(Stored data)
=== Section Start ===

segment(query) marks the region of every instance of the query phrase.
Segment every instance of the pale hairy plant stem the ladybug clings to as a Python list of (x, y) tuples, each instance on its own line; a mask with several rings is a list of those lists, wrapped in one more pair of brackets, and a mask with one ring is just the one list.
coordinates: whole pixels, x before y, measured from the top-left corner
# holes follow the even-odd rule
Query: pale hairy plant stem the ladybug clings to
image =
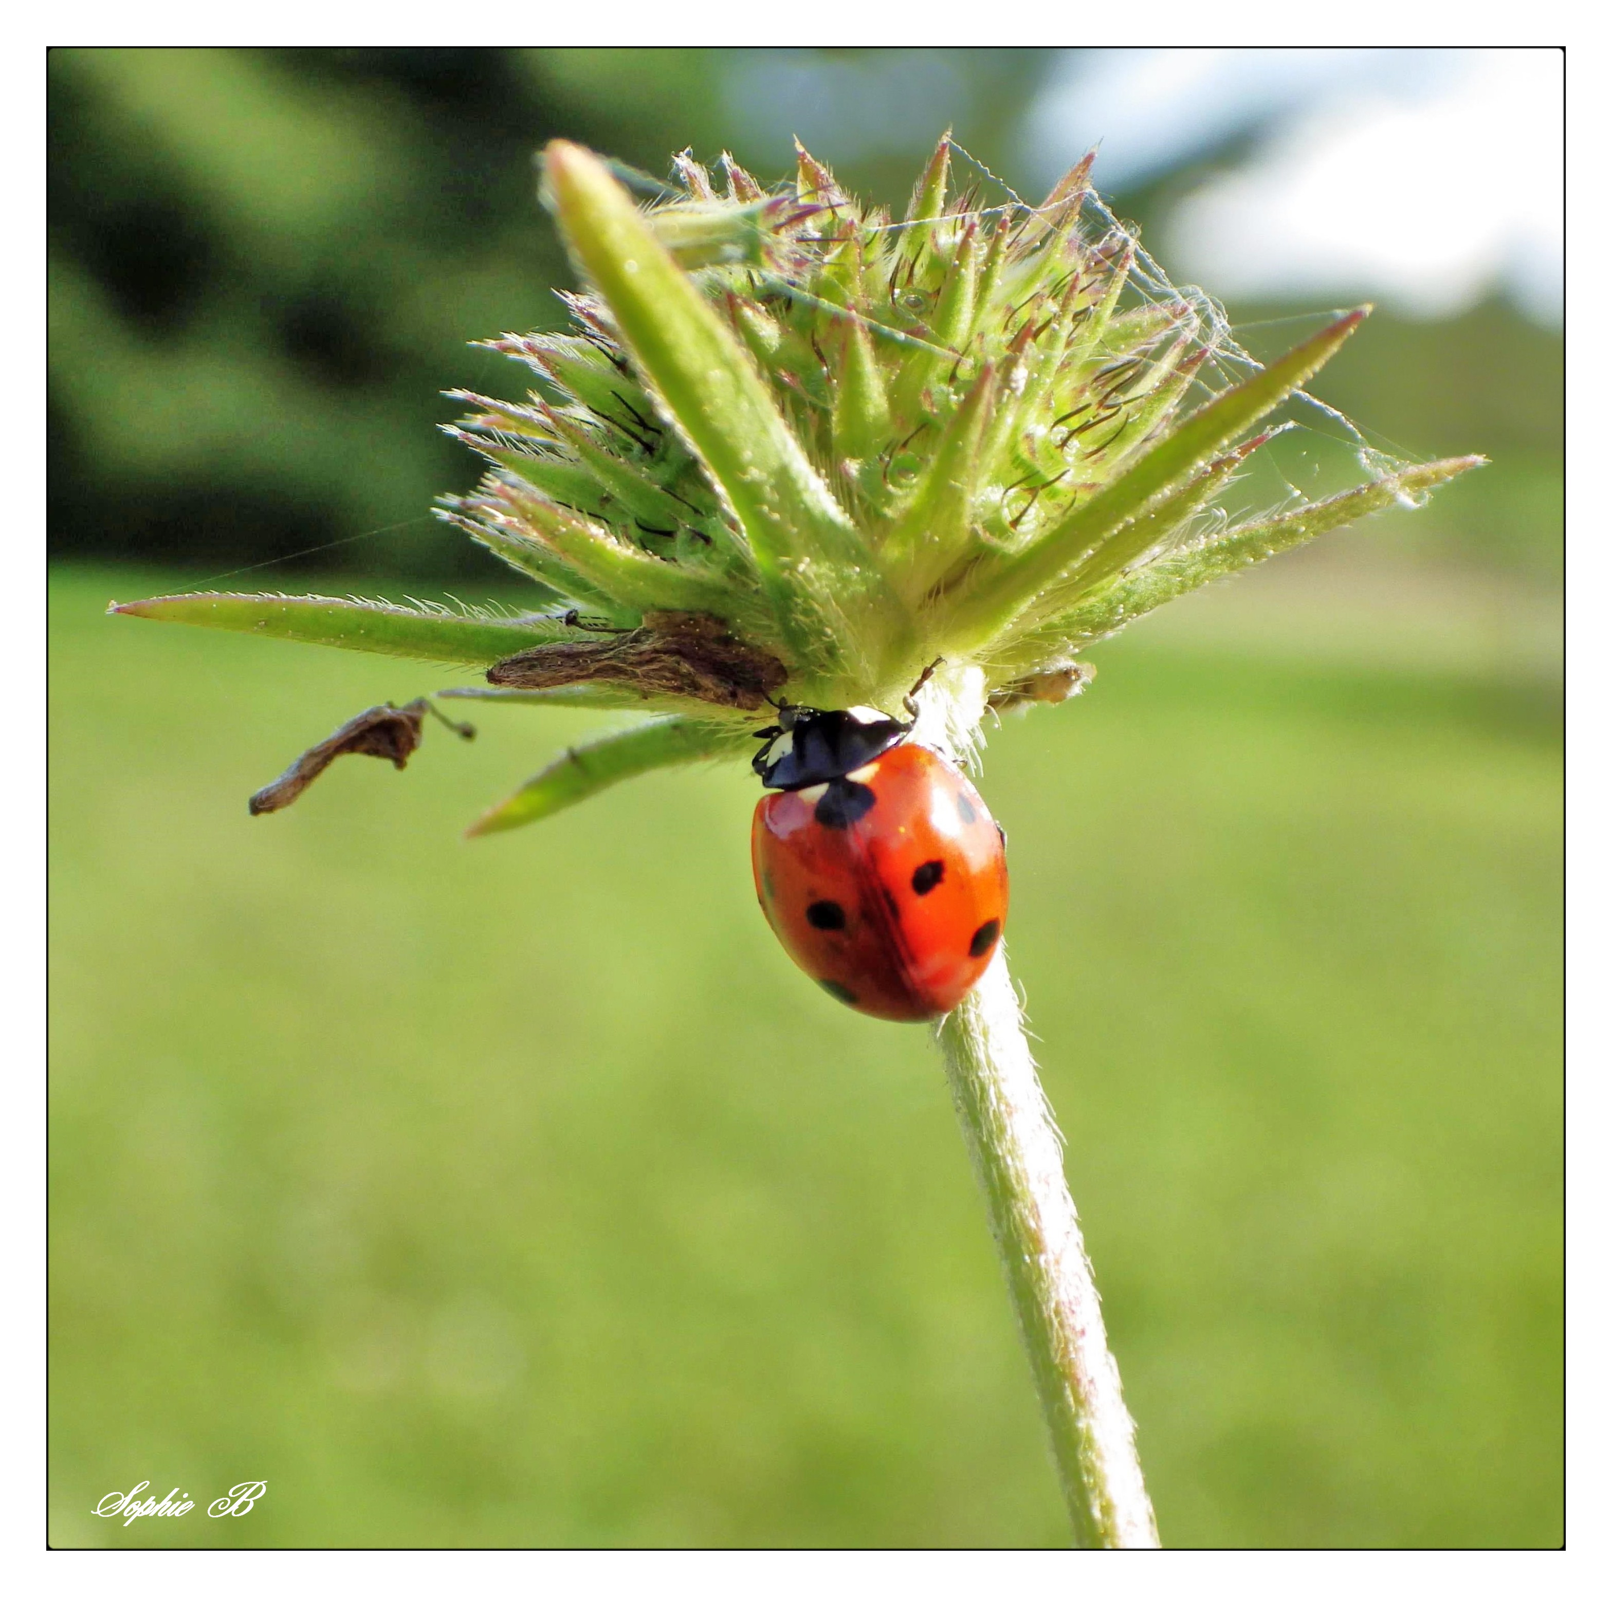
[[(951, 753), (977, 740), (977, 672), (937, 674), (919, 735)], [(1024, 1035), (999, 948), (978, 986), (937, 1033), (951, 1099), (1030, 1355), (1077, 1547), (1157, 1547), (1136, 1457), (1136, 1426), (1107, 1349), (1064, 1147)]]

=== Section End ===

◆ Exercise description
With the pictures left out, copy exactly the lines from the line holding "Segment every instance" through the final line of the records, including both.

◆ Task answer
Segment every instance of the pale hairy plant stem the ladybug clings to as a Python list of (x, y) tuples, each instance on its own line; a mask with several rings is a list of those lists, wrapped in one more pair of brackets, and a mask with one ring is just the one list.
coordinates: whole pixels, x before y, measured from the top-left corner
# holes follow the even-odd rule
Query: pale hairy plant stem the ladybug clings to
image =
[[(951, 753), (977, 740), (977, 672), (937, 674), (919, 735)], [(1024, 1035), (999, 948), (978, 986), (937, 1033), (951, 1099), (1030, 1355), (1077, 1547), (1157, 1547), (1136, 1457), (1136, 1426), (1107, 1349), (1064, 1147)]]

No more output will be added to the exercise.